(Photo-based referring expression data)
☆ ☆ ☆

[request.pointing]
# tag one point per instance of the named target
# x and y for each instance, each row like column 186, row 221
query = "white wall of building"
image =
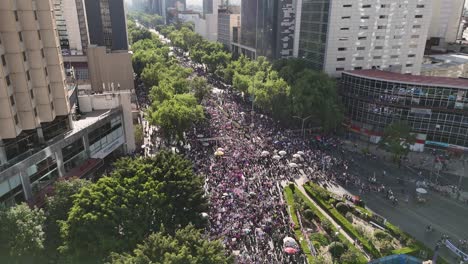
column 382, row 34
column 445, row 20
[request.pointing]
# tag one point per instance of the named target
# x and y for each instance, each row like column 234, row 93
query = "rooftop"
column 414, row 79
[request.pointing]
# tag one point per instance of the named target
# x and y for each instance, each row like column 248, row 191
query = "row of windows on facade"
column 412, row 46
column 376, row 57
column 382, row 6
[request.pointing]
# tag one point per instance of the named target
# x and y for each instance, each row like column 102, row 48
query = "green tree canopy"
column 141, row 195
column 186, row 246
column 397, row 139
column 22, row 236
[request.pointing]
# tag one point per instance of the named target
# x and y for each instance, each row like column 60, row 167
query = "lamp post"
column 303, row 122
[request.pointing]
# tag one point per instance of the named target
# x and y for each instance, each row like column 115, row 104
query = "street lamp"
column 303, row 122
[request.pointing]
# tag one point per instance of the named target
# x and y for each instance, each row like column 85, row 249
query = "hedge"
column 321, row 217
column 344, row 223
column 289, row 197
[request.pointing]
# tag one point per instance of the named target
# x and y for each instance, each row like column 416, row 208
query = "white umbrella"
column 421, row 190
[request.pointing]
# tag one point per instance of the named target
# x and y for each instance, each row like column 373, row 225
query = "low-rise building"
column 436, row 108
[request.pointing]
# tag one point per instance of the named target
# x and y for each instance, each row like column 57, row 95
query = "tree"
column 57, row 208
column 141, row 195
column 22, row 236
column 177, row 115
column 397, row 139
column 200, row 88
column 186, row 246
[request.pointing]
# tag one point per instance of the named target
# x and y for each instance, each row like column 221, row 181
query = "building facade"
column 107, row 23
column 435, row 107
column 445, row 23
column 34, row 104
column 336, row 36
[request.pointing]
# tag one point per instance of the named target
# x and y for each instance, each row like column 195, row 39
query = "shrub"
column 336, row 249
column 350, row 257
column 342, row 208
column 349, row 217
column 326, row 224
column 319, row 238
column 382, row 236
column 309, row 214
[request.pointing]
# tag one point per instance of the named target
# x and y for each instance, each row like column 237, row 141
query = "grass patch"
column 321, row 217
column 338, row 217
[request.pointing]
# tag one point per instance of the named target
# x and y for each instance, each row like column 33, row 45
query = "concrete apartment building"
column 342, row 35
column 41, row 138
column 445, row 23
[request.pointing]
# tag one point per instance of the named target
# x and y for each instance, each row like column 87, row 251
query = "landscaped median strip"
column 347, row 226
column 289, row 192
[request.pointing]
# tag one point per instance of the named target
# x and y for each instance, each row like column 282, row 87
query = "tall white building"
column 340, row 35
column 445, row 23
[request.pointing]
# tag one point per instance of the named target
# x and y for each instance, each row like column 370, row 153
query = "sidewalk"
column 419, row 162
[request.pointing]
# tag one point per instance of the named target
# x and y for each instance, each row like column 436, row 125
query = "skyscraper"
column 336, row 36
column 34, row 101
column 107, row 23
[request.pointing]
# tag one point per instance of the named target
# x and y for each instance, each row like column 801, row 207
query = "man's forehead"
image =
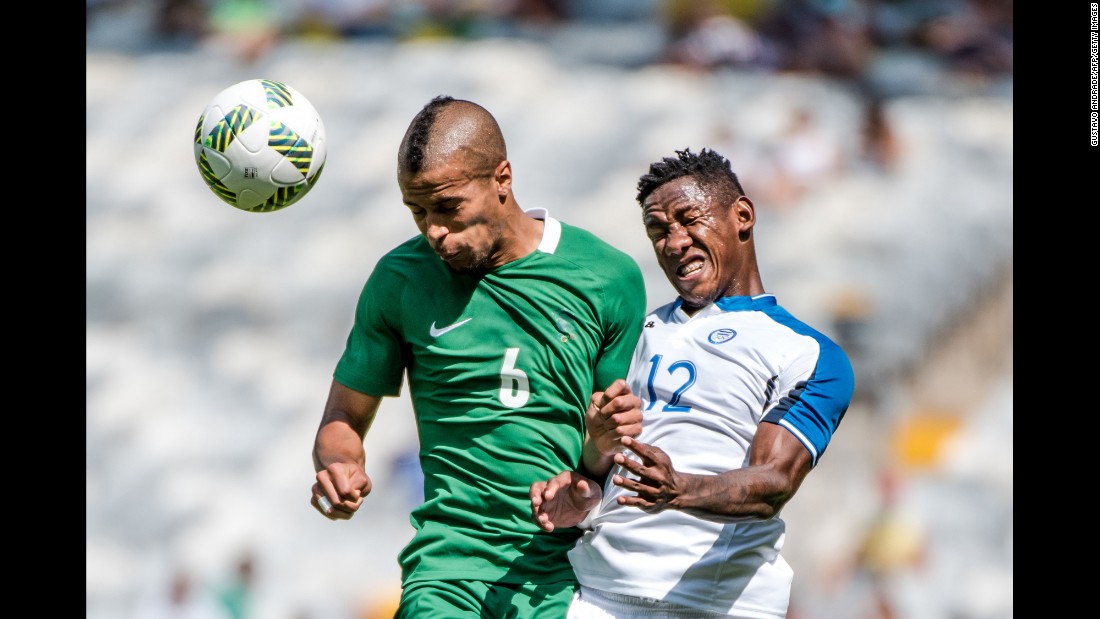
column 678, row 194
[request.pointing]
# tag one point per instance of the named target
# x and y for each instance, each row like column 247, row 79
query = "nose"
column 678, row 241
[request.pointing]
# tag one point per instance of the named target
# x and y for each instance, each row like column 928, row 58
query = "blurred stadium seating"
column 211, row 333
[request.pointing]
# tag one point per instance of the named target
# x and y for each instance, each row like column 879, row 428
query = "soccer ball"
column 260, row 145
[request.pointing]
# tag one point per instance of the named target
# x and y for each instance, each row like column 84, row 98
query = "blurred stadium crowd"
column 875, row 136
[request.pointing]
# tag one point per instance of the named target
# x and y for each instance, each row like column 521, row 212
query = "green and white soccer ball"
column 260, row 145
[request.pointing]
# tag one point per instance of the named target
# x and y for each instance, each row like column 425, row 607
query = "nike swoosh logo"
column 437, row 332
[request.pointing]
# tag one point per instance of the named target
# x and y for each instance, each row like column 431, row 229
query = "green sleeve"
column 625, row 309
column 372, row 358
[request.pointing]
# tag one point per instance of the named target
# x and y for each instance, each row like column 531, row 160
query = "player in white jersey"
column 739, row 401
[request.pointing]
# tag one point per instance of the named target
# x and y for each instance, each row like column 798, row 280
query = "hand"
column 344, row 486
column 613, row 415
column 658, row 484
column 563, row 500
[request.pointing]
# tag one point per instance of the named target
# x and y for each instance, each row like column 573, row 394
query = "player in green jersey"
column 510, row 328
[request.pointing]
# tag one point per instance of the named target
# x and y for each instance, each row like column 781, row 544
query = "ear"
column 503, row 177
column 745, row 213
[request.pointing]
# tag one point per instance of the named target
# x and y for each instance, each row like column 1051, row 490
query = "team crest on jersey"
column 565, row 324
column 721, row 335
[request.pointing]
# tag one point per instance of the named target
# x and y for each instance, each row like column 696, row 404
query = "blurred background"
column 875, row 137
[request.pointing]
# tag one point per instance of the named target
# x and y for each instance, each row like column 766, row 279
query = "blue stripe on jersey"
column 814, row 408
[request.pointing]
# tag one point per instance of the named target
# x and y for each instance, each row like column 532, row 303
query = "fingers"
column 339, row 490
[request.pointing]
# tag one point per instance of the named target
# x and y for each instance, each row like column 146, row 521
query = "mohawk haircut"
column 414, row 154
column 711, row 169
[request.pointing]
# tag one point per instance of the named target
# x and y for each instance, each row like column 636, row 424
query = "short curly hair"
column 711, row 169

☆ ☆ ☆

= Instructions for the task =
Pictures must be left out when the records are transcribed exactly.

= Answer space =
[request.pointing]
# tag one point per instance of the named target
# x and y for each instance, each row like column 186, row 221
query = "white wall of building"
image =
column 382, row 34
column 445, row 20
[request.pointing]
# tag one point per instance of the named target
# x and y for each instance, each row like column 234, row 93
query = "rooftop"
column 414, row 79
[request.pointing]
# tag one point per instance of the named target
# x and y for each instance, each row like column 248, row 191
query = "row of windows on facade"
column 412, row 46
column 376, row 57
column 382, row 6
[request.pointing]
# tag one point per instance of the named target
# x and y for each instance, each row like column 102, row 48
query = "green tree canopy"
column 141, row 195
column 186, row 246
column 397, row 139
column 22, row 236
[request.pointing]
# tag one point per instance of the named target
# x and y for each instance, each row like column 60, row 167
query = "lamp post"
column 303, row 122
[request.pointing]
# tag one point per instance of the named target
# x and y for each instance, each row like column 115, row 104
query = "street lamp"
column 303, row 122
[request.pointing]
# tag one point per instance of the named target
# x and y for each instance, each row like column 85, row 249
query = "hedge"
column 321, row 217
column 344, row 223
column 289, row 197
[request.pointing]
# tag one point per instance of the named target
# x and y for each instance, each row like column 416, row 208
query = "white umbrella"
column 421, row 190
[request.pointing]
# tag one point per instance of the named target
# x and y for each instance, each row like column 373, row 225
query = "low-rise building"
column 436, row 108
[request.pointing]
# tag one point per instance of the named target
# x and y for each instance, each row like column 57, row 95
query = "tree"
column 57, row 208
column 141, row 195
column 22, row 236
column 177, row 115
column 397, row 139
column 200, row 88
column 186, row 246
[request.pointing]
# tag one point per instance of the named target
# x and y for each instance, each row like column 221, row 181
query = "building facade"
column 107, row 23
column 435, row 107
column 445, row 23
column 34, row 104
column 336, row 36
[request.pointing]
# tag one point per instance of the named target
# x and y for each instance, each row like column 195, row 39
query = "shrub"
column 336, row 249
column 350, row 257
column 342, row 208
column 349, row 217
column 326, row 224
column 319, row 238
column 382, row 236
column 309, row 214
[request.pointing]
# tag one point per instance of the named target
# x and y for each instance, each row like column 237, row 141
query = "grass patch"
column 321, row 217
column 338, row 217
[request.pointing]
# tag one point per instance of the named target
# x and y for each instance, each row like column 33, row 45
query = "concrete apartment building"
column 342, row 35
column 41, row 138
column 445, row 23
[request.pointing]
# tag one point per instance of the named target
# x and y for each instance, each row like column 87, row 251
query = "landscaped median strip"
column 347, row 226
column 289, row 192
[request.pointing]
# tag one point per instance of the named target
# x and y for each instance, each row like column 282, row 87
query = "tall white building"
column 340, row 35
column 445, row 23
[request.pointing]
# tag one point per instance of the named target
# x and y for each instance, each row like column 370, row 153
query = "sidewalk"
column 419, row 162
[request.pointing]
# tag one point per instance of the named target
# x and y for each instance, each row like column 436, row 125
query = "skyscraper"
column 336, row 36
column 34, row 101
column 107, row 23
[request.pointing]
# tag one point per instance of the named target
# x and y for each instance, each row like column 801, row 207
query = "man's forehead"
image =
column 678, row 194
[request.pointing]
# tag one point per instance of the named target
# x and y for each instance, each row like column 247, row 79
query = "nose"
column 678, row 241
[request.pointing]
# tag one point per instance of the named target
# x and y for each instance, each row like column 928, row 58
query = "blurred stadium seating"
column 211, row 333
[request.pointing]
# tag one point per instance of the named target
# x and y for each instance, each row like column 879, row 428
query = "soccer ball"
column 260, row 145
[request.pointing]
# tag one point per instance of the named target
# x and y for each instance, each row like column 84, row 98
query = "blurred stadium crowd"
column 875, row 136
[request.pointing]
# tag one point per instance of the named target
# x and y for each instance, each row like column 521, row 212
query = "green and white soccer ball"
column 260, row 145
[request.pointing]
# tag one point per instance of the named target
# x and y for each instance, each row like column 425, row 607
query = "nike swoosh logo"
column 437, row 332
[request.pointing]
# tag one point per instance of the named target
# x and y for each instance, each row like column 431, row 229
query = "green sleeve"
column 625, row 309
column 372, row 358
[request.pointing]
# tag one point per instance of the named target
# x and y for each instance, each row like column 531, row 160
query = "player in white jersey"
column 739, row 401
[request.pointing]
# tag one point per instance of the named target
# x and y for each instance, each row like column 798, row 280
query = "hand"
column 344, row 486
column 613, row 415
column 658, row 484
column 563, row 500
[request.pointing]
# tag one point per instance of the named target
# x and y for each instance, each row like column 573, row 394
query = "player in green jersey"
column 510, row 328
[request.pointing]
# tag one point per instance of the named target
# x and y for each instance, each row like column 781, row 544
query = "ear"
column 503, row 177
column 745, row 213
[request.pointing]
# tag one point per instance of the named target
# x and y for each instance, each row like column 1051, row 490
query = "team crest on jersey"
column 565, row 324
column 721, row 335
[request.pointing]
# tag one point per instance of the named target
# x and y for each instance, each row like column 696, row 404
query = "blurred background"
column 875, row 137
[request.pointing]
# tag one point per instance of the named target
# x and y for each instance, each row like column 766, row 279
query = "blue stripe on jersey"
column 814, row 408
[request.pointing]
# tag one point per instance of the named target
# x and y for each instance, each row like column 532, row 303
query = "fingers"
column 339, row 490
[request.pointing]
# tag one point per instance of the named target
# x and y for each instance, each row like column 146, row 521
query = "mohawk haircut"
column 414, row 154
column 711, row 169
[request.pointing]
# tag one point per instance of the named target
# x and y for each instance, each row like column 636, row 424
query = "short curly hair"
column 711, row 169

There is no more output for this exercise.